[Document passage]
== Segment start ==
Effects of CplR functionality on C. perfringens resistance to PLS_A and macrolide antibiotics

		MIC (μg/ml)
C. perfringens strain	erm	A201A	Hygromycin A	Retapamulin	Lincomycin	Clindamycin	Iboxamycin	Virginiamycin M1	Erythromycin
wt/pJIR750	-	4	4	0.8	4	2	0.0156	3.2	1
ΔcplR/pJIR750	-	4	4	0.025	0.25	<0.0625	0.0078	1.6	1
ΔcplR/pJIR750-cplR	-	8	8	12.8	32	16	0.125	3.2	1

The MIC test for C. perfringens was carried out in GAM media and the growth inhibition was scored after 24 h of anaerobic incubation at 37°C. In the case of plasmid-harboring strains GAM media was attentionally supplemented with 10 μg/ml chloramphenicol to maintain the plasmids. Expression of the CplR ARE-ABCF was driven by the native promotor.

Table 4.

Effects of CplR functionality on C. sporogenes resistance to nucleoside, PLS_A and macrolide antibiotics

		MIC (μg/ml)
C. sporogenes strain	erm	A201A	Hygromycin A	Retapamulin	Lincomycin	Clindamycin	Iboxamycin	Chloramphenicol	Erythromycin
JCM1416 wt	-	1	4	25.6	32	16	0.125	2	0.5
cplR::intron-ermB	c-ermB	1	2	0.025	256	8	0.03125	2	>256
sigD::intron-ermB	c-ermB	1	4	25.6	256	128	16	2	>256

The MIC test for C. sporogenes was carried out in GAM media, and the growth inhibition was scored after 24 h of anaerobic incubation at 37°C.
== Segment end ==
[Work instruction 1]
Say whether each statement agrees with the CplR resistance tables. Answer yes or no, and quote the words of the text that decide it.
(a) For plasmid-harboring C. perfringens strains, the media was supplemented with 10 μg/ml chloramphenicol.
(b) The MIC test for C. sporogenes was carried out in a medium other than GAM.
(c) Growth inhibition was scored after 48 h of incubation.
[Work instruction 2] Copy out, word for word, the stretch of the CplR resistance tables from "The MIC test for C. perfringens" through "the native promotor.".

[Information supplied]
== Segment start ==
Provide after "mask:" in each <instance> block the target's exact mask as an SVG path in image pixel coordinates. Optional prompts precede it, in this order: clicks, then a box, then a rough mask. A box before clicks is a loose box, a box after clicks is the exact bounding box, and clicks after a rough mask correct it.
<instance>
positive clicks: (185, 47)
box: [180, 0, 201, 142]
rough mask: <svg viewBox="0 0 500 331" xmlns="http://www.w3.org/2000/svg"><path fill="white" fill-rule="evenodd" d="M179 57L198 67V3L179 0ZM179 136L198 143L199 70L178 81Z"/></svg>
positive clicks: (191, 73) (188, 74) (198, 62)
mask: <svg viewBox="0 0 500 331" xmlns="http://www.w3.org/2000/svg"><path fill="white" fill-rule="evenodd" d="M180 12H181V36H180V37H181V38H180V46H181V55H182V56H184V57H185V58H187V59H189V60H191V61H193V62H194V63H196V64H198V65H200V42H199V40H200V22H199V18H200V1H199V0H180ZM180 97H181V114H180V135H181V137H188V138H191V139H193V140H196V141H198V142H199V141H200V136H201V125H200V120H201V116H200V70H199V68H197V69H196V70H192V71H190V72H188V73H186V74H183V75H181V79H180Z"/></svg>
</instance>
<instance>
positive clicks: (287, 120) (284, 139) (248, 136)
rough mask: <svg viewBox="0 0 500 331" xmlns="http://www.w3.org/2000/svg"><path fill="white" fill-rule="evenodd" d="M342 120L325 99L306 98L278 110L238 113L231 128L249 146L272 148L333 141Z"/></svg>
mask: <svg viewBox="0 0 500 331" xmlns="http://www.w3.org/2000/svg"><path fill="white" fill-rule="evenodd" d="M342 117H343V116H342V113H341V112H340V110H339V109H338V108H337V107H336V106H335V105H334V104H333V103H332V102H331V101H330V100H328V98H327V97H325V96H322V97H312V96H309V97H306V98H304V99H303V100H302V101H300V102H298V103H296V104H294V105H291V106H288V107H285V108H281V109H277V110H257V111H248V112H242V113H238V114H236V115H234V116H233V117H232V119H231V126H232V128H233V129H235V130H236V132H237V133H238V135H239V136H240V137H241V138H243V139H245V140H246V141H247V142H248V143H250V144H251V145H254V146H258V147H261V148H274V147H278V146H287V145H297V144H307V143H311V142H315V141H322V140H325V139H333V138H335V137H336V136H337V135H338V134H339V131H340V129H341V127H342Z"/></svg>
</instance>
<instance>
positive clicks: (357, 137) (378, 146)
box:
== Segment end ==
== Segment start ==
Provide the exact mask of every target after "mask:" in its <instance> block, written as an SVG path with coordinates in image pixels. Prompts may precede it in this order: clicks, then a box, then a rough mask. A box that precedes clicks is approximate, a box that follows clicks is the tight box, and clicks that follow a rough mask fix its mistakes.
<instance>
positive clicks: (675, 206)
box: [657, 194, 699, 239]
== Segment end ==
[Worked solution 1]
(a) Yes: "supplemented with 10 μg/ml chloramphenicol to maintain the plasmids"
(b) No: "The MIC test for C. sporogenes was carried out in GAM media"
(c) No: "scored after 24 h of anaerobic incubation at 37°C"

[Worked solution 2]
The MIC test for C. perfringens was carried out in GAM media and the growth inhibition was scored after 24 h of anaerobic incubation at 37°C. In the case of plasmid-harboring strains GAM media was attentionally supplemented with 10 μg/ml chloramphenicol to maintain the plasmids. Expression of the CplR ARE-ABCF was driven by the native promotor.